*** PASSAGE PROVIDED ***
By Brooke Kuei
Optoelectronics – technology that gives off, detects, or controls light – are used everywhere in modern electronics and include devices such as light-emitting diodes (LEDs) and solar cells. Within these devices, the movement of excitons (pairs of negative electrons and positive holes) determines how well the device performs.
Until now, the distance that excitons could travel in conventional optoelectronic systems was around 30-70 nanometers, and there was no way to directly image how the excitons move. In a study recently published in ACS Nano, a team of Foundry researchers designed and made a nanocrystal system in which excitons can move a record distance of 200 nanometers, an order of magnitude larger than what was previously possible. They also built a custom microscope that can directly image the movement of excitons.
“The scientific achievement is that we found an artificial system in which an exciton hops from crystal to crystal over very long distances, ten times farther than previously achieved,” said Alex Weber-Bargioni, facility director of the Imaging and Manipulation of Nanostructures Facility at the Molecular Foundry and principal investigator of the study. “Then there’s the technical achievement – we are able to directly image the movement of the excitons to better understand their behavior.”
Their system consists of tiny crystals of perovskites, a class of crystals that are emerging as promising materials for optoelectronic devices.
“Perovskite nanocrystals form in a cubic shape, which makes them easy to pack together,” explained Monica Lorenzon, a post-doctoral researcher at the Foundry and an author of this work. “But they do not naturally do this over long distances.” Lorenzon described how her colleague Erika Penzo, first author of the paper, coated a silicon surface with a polymer containing chemical groups that the perovskite nanocrystals would attach to, forming a single layer of perovskite nanocrystals tightly packed together. This surface engineering process resulted in a nanocrystal system in which excitons could move from crystal to crystal over very long distances.
*** RAW DATA ***
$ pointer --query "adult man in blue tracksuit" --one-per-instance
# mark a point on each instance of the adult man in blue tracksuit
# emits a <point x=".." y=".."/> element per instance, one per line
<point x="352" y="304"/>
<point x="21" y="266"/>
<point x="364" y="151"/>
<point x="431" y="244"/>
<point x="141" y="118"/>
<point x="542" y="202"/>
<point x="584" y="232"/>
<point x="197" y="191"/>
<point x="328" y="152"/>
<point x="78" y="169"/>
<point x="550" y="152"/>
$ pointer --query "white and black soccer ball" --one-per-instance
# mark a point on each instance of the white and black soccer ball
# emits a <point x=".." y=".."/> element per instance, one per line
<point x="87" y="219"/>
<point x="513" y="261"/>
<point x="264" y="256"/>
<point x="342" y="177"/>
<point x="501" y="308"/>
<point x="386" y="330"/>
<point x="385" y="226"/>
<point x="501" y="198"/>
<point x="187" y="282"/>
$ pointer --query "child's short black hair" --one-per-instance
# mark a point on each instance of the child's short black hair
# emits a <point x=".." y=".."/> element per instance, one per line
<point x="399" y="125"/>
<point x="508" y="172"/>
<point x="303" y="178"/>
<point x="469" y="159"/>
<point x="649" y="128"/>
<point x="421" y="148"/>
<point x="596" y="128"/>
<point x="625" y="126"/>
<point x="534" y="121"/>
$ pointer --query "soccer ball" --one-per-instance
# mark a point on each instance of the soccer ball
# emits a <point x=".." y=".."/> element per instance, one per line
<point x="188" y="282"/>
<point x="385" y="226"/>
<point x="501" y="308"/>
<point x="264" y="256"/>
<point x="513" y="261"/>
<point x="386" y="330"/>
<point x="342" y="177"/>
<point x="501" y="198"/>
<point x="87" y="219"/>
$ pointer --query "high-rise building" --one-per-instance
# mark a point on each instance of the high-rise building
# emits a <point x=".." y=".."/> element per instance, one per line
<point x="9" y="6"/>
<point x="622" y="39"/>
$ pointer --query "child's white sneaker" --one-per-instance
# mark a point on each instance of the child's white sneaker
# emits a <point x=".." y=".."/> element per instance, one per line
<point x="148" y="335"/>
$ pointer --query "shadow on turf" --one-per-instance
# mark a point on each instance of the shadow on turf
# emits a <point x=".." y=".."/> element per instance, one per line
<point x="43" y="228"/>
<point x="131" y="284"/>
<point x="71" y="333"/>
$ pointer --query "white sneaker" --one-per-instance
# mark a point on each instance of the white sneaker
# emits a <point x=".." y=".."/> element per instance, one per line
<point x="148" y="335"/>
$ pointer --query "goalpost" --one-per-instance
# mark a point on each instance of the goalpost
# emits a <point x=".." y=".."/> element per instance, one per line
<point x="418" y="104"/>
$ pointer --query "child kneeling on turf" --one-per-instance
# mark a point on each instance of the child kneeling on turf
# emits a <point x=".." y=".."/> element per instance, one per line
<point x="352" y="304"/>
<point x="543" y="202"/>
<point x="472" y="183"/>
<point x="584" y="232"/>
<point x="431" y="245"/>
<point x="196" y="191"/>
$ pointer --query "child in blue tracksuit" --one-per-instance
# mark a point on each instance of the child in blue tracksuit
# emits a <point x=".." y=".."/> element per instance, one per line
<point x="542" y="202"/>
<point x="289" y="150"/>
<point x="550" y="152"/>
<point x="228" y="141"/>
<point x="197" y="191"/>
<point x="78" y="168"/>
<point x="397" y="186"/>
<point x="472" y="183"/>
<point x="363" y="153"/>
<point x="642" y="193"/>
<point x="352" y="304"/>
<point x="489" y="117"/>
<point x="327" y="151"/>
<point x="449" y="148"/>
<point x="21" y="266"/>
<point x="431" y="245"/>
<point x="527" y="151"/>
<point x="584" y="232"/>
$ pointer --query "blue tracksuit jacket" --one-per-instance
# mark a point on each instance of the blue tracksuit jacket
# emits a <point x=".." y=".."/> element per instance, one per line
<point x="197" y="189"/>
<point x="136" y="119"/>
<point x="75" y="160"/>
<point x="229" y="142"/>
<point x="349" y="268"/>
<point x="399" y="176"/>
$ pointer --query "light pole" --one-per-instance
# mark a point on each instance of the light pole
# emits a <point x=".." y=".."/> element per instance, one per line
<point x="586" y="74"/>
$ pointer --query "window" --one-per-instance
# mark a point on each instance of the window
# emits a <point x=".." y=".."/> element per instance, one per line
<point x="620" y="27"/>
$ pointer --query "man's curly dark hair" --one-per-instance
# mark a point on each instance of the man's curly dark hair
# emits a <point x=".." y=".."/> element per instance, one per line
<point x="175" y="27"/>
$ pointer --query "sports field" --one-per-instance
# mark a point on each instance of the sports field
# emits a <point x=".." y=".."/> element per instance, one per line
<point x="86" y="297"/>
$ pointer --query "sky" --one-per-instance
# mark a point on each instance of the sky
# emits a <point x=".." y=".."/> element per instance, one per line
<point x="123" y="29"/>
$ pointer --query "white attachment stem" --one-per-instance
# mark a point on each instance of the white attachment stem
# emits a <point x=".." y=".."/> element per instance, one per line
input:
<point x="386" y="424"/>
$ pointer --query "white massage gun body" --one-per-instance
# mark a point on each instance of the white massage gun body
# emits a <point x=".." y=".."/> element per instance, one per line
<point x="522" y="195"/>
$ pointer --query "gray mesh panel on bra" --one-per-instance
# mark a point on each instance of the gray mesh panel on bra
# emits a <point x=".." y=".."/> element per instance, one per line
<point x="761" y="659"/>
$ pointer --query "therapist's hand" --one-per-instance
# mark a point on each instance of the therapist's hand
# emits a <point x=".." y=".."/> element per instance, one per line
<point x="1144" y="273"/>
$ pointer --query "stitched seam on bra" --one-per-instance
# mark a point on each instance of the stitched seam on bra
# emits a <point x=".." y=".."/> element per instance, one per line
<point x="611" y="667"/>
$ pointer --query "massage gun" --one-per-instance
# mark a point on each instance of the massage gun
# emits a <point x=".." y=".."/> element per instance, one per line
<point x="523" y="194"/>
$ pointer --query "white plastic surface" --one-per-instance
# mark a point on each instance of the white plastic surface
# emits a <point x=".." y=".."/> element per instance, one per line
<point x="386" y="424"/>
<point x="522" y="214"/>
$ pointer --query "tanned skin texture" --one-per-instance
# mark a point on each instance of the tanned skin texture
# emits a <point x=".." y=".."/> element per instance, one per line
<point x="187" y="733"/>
***
**ACTIVITIES:**
• a. According to the passage on exciton movement, who is the first author of the paper?
• b. Pick up the passage on exciton movement in perovskite nanocrystals from its final sentence and carry it forward.

**RESULTS:**
• a. Erika Penzo

• b.
This system provided the researchers with a useful case study for looking at how excitons move, or diffuse, in more depth. “In optoelectronics, whether you are converting light to electricity or vice versa, you want to be able to tune and control the diffusion of excitons because they are the mediator of the light and the electronics.” said Weber-Bargioni. “So understanding how far and how fast excitons move is very useful.”
In the past, exciton movement was measured by adding defects, imperfections in a crystal that trap excitons. Researchers could track the movement of excitons indirectly by comparing samples with different amounts of defects. “But our system is much more direct,” explained Lorenzon. “We can actually visualize the exciton movement by directly imaging it with a custom-built microscope. This method also results in more accurate measurements, compared to the range of diffusion lengths that can be measured the indirect way.”
The basic principle of the microscope is that a laser is used to excite (transfer energy to) the material, resulting in an excited spot. As this energy is released, the photoluminescence (light given off by the material) at the same location will be a broader spot, like a drop of water on a paper towel that expands outwards over time. By comparing the excited spot to the photoluminescence spot, the average distance that excitons move can be measured, resulting in the record 200 nanometer diffusion length. “We hit the sample with a laser beam and if we filter out the laser light and we look at the photoluminescence light, we get a much broader spot – that is the excitons diffusing across the sample,” explained Lorenzon.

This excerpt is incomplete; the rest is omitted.